# WHAT THE TASK ASKS:
All pictures must be left out as you transcribe the lines from the first line of the data to the line containing "phrase -- wooden table", both included.

# EXERCISE MATERIALS:
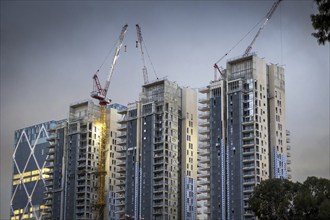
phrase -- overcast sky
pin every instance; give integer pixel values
(50, 50)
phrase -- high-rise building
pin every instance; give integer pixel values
(30, 163)
(55, 182)
(242, 137)
(113, 153)
(159, 140)
(72, 182)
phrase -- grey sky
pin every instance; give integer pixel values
(50, 50)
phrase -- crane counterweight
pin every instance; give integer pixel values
(100, 94)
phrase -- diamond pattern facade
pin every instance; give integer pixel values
(29, 166)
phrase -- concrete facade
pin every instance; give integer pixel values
(242, 139)
(30, 171)
(161, 153)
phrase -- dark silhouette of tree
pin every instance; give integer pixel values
(273, 199)
(282, 199)
(313, 199)
(321, 22)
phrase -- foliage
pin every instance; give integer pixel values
(282, 199)
(321, 22)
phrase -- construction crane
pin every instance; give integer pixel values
(268, 16)
(139, 41)
(248, 49)
(100, 94)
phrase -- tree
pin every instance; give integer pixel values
(273, 199)
(313, 199)
(282, 199)
(321, 22)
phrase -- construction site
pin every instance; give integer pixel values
(169, 154)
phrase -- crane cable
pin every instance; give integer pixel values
(152, 65)
(106, 57)
(241, 39)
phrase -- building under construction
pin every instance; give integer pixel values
(159, 145)
(73, 177)
(242, 137)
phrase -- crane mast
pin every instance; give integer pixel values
(100, 94)
(139, 41)
(268, 16)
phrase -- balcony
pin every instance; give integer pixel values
(121, 149)
(158, 175)
(203, 196)
(203, 182)
(50, 158)
(248, 136)
(158, 203)
(204, 89)
(248, 166)
(203, 100)
(248, 128)
(247, 159)
(51, 137)
(120, 190)
(203, 166)
(122, 142)
(204, 115)
(204, 124)
(122, 163)
(204, 138)
(203, 174)
(158, 168)
(204, 108)
(121, 183)
(123, 127)
(248, 151)
(159, 148)
(122, 121)
(120, 203)
(122, 134)
(249, 181)
(158, 161)
(120, 177)
(249, 173)
(203, 159)
(204, 152)
(203, 189)
(121, 170)
(204, 145)
(158, 155)
(248, 143)
(248, 189)
(204, 131)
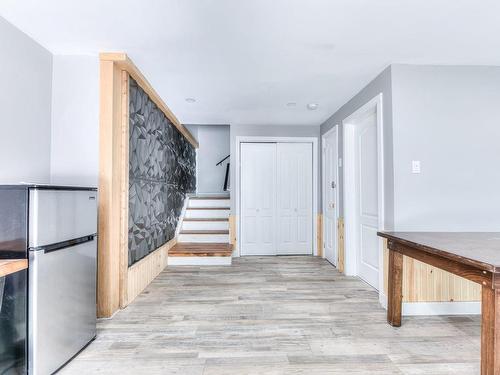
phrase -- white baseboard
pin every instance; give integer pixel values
(436, 308)
(199, 261)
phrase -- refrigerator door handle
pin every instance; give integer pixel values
(64, 244)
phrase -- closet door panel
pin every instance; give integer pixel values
(294, 190)
(258, 190)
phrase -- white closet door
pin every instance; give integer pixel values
(330, 182)
(257, 194)
(294, 197)
(367, 186)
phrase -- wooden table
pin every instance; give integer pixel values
(473, 256)
(8, 266)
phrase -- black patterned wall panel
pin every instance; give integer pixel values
(162, 170)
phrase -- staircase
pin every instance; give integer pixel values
(204, 235)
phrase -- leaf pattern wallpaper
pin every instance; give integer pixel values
(162, 170)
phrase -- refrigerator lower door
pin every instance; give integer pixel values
(61, 306)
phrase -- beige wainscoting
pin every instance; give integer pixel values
(424, 283)
(232, 230)
(340, 244)
(144, 271)
(319, 235)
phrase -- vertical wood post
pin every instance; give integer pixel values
(490, 324)
(395, 288)
(108, 266)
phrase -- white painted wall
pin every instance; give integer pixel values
(447, 117)
(213, 146)
(75, 120)
(25, 107)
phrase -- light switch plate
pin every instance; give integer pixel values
(415, 166)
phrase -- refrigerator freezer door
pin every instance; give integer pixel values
(61, 215)
(13, 223)
(62, 305)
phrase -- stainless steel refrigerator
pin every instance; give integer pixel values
(56, 229)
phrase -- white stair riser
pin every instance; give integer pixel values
(203, 238)
(208, 203)
(205, 225)
(199, 261)
(207, 213)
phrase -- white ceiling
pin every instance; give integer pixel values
(243, 60)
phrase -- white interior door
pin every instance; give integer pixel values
(257, 194)
(367, 202)
(330, 183)
(294, 198)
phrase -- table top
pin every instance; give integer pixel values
(8, 266)
(479, 249)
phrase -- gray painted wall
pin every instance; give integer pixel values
(448, 118)
(25, 107)
(381, 84)
(269, 131)
(214, 145)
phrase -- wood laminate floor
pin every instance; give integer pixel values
(273, 315)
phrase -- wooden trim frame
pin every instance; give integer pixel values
(117, 284)
(124, 63)
(334, 129)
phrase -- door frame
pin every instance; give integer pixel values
(324, 187)
(264, 139)
(348, 123)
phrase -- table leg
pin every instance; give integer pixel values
(490, 332)
(395, 288)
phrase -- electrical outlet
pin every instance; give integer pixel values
(415, 166)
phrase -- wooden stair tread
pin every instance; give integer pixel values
(209, 198)
(195, 249)
(204, 231)
(205, 219)
(208, 208)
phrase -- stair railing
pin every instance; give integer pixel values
(226, 177)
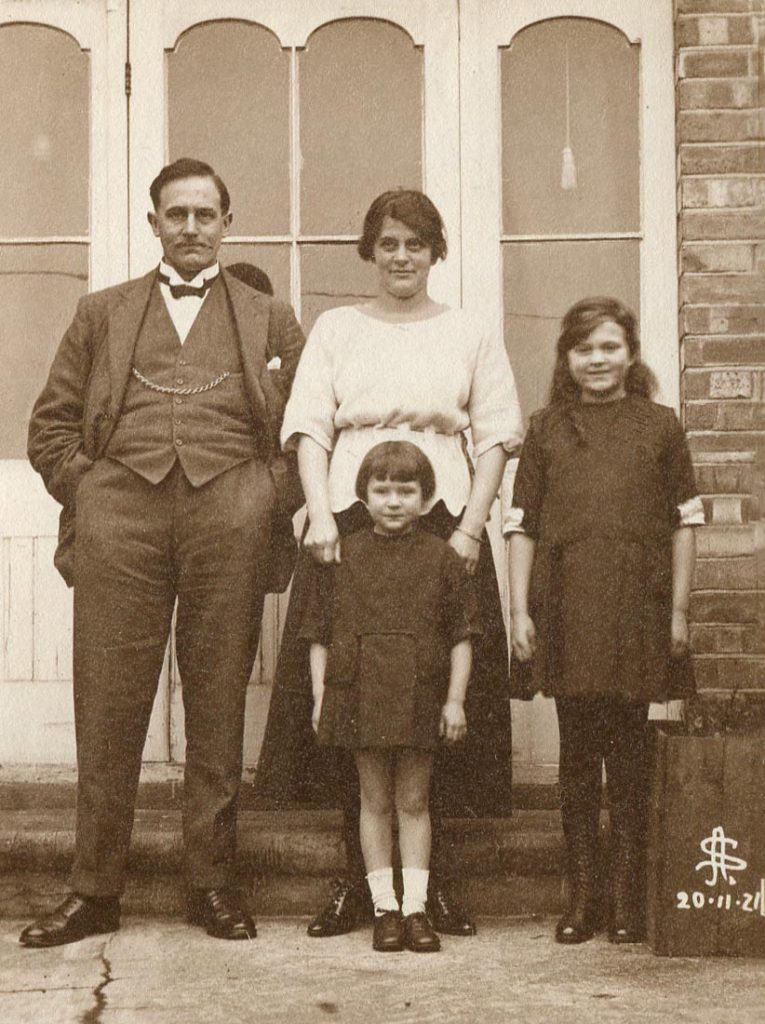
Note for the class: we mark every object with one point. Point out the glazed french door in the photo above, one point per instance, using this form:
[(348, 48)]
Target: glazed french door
[(567, 157), (307, 110)]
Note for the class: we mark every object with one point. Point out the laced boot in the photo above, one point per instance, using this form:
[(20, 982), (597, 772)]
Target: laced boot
[(579, 922), (342, 911)]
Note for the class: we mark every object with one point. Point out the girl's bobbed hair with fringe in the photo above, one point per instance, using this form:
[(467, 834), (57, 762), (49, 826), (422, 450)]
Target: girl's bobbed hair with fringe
[(399, 461), (413, 209), (578, 325)]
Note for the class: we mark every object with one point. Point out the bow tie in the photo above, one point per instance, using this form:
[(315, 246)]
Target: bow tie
[(180, 291)]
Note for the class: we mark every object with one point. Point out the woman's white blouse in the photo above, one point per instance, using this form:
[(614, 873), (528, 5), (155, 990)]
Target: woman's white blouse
[(362, 381)]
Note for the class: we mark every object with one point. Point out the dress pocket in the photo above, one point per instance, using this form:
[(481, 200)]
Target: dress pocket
[(342, 662), (387, 680)]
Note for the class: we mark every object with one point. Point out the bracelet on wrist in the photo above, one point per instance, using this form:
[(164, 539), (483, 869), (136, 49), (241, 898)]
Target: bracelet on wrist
[(471, 536)]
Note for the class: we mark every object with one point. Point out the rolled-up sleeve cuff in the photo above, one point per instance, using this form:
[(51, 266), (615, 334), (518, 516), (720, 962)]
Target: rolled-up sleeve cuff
[(512, 520), (502, 429), (691, 512), (291, 437)]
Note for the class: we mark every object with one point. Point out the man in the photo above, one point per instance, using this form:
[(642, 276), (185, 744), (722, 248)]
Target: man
[(157, 431)]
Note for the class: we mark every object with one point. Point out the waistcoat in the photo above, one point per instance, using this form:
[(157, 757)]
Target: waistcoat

# ANSWER BOX:
phrase -- overcast sky
pin every instance; give integer pixel values
(50, 50)
phrase -- high-rise building
pin every instance; give integer pixel values
(30, 163)
(55, 182)
(242, 137)
(113, 153)
(159, 140)
(72, 182)
phrase -- grey sky
pin every instance; give integer pixel values
(50, 50)
phrase -- crane counterweight
pin every instance; give integer pixel values
(100, 94)
phrase -- diamond pattern facade
pin every instance; give integer pixel values
(29, 166)
phrase -- concrete facade
pin every instance; give integer pixel values
(242, 139)
(30, 171)
(161, 153)
phrase -- dark silhouette of tree
pin every instance; give integer pixel values
(273, 199)
(282, 199)
(313, 199)
(321, 22)
phrase -- foliage
pin every instance; give integer pixel values
(282, 199)
(321, 22)
phrase -- construction crane
pin every instance; give integer pixel values
(268, 16)
(139, 41)
(248, 49)
(100, 94)
phrase -- tree
pin every instance; give integer pixel values
(273, 199)
(313, 199)
(282, 199)
(321, 22)
phrase -- construction site
pin every instance; give integer pixel values
(169, 154)
phrase -- crane cable
pin every instance; give integer pixel values
(152, 65)
(106, 57)
(241, 39)
phrase -- building under construction
pin every instance; give integer pixel values
(159, 145)
(73, 177)
(242, 137)
phrase -- crane mast
pin every instance; give integer pixel values
(100, 94)
(139, 41)
(268, 16)
phrase -- balcony
pin every instance; give integer pixel values
(121, 149)
(158, 175)
(203, 196)
(203, 182)
(50, 158)
(248, 136)
(158, 203)
(204, 89)
(248, 166)
(203, 100)
(248, 128)
(247, 159)
(51, 137)
(120, 190)
(203, 166)
(122, 142)
(204, 115)
(204, 124)
(122, 163)
(204, 138)
(203, 174)
(158, 168)
(204, 108)
(121, 183)
(123, 127)
(248, 151)
(159, 148)
(122, 121)
(120, 203)
(122, 134)
(249, 181)
(158, 161)
(120, 177)
(249, 173)
(203, 159)
(204, 152)
(203, 189)
(121, 170)
(204, 145)
(158, 155)
(248, 143)
(248, 189)
(204, 131)
phrase -- white baseboard
pin every instance; give integer pixel values
(436, 308)
(199, 261)
phrase -- refrigerator door handle
pin every instance; give integer pixel values
(64, 244)
phrase -- closet door panel
pin every instance; give integer pixel values
(294, 190)
(258, 190)
phrase -- white closet door
pin every instance; give integer pixel values
(330, 182)
(257, 194)
(294, 197)
(367, 186)
phrase -- wooden table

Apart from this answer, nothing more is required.